===== Stored records

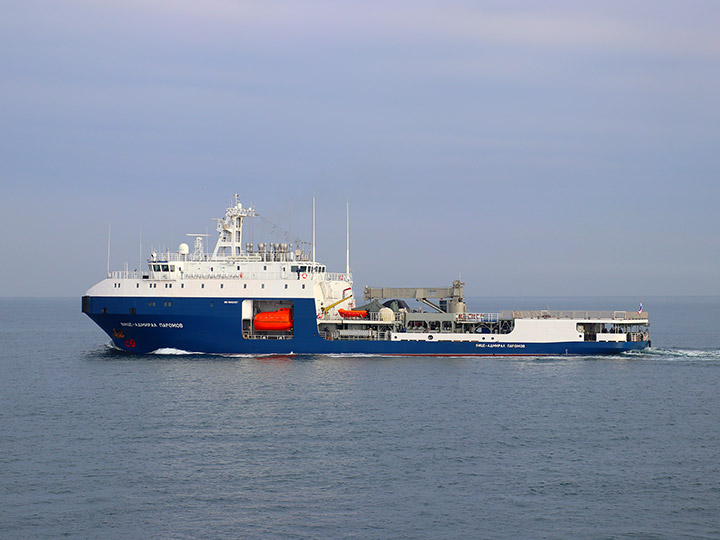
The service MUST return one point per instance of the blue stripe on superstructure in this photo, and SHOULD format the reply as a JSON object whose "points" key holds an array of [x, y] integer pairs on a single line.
{"points": [[214, 325]]}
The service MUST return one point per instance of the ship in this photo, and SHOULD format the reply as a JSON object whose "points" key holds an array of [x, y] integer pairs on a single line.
{"points": [[274, 298]]}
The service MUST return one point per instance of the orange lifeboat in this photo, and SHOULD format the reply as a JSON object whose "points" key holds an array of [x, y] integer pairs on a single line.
{"points": [[274, 321], [352, 313]]}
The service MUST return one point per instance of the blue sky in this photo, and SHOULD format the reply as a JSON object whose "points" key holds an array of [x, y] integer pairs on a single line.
{"points": [[554, 148]]}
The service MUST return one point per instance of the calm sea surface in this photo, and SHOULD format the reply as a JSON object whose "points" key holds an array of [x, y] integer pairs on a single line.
{"points": [[98, 444]]}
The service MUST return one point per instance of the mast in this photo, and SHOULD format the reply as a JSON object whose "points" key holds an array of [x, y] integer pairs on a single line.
{"points": [[313, 246]]}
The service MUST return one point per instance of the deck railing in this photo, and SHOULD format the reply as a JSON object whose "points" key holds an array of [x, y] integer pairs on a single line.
{"points": [[591, 315]]}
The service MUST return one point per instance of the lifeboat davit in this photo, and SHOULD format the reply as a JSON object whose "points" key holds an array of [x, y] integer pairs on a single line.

==========

Update the records above by replacing "in this photo" with "in this image" everywhere it occurs, changing nothing else. Reproduce all the records without the pictures.

The service MUST return one point per instance of the blue stripe on superstructure in this image, and SHOULD format the reply as a JSON object whose "points" key holds an array of [x, y] integer pairs on a single line.
{"points": [[214, 325]]}
The service MUST return one point per instance of the ship in this image, and SHOULD format the reply as a JSON object whose "points" key holds an array of [x, y] integer pairs on a single line.
{"points": [[274, 298]]}
The service MUST return one point per instance of the orange lifeboat in this image, and SHOULD format the reply as a JSON object whose "points" key holds an array of [x, y] integer pairs on a single line.
{"points": [[274, 321], [352, 313]]}
The service MUST return one point per instance of the blue sky in this image, and SHOULD format the reply as a JSON object whose "points" key holds an array of [x, y] integer pairs on a single line.
{"points": [[554, 148]]}
The service MUST return one point per instance of the calm sea surface in this image, and SHOULD format the reply as a JSON object whose "points" key holds an array of [x, y] integer pairs on a single line.
{"points": [[98, 444]]}
The service MUST return one point per instance of the mast in this image, and SHOULD format the reply as a JSON object whose "points" key holds an array of [x, y] integer pairs on a single line.
{"points": [[313, 246]]}
The service MUST return one point per instance of the deck railing in this image, and SHOULD format the reply as a JSON object whose "points" key holds an array of [x, y] integer pairs on a single line.
{"points": [[591, 315]]}
The service MUST return one point per instance of the lifeboat davit in this image, and SHOULD format the reply as a JSON object whose "points" key holds an array of [x, y] integer pairs on a single line.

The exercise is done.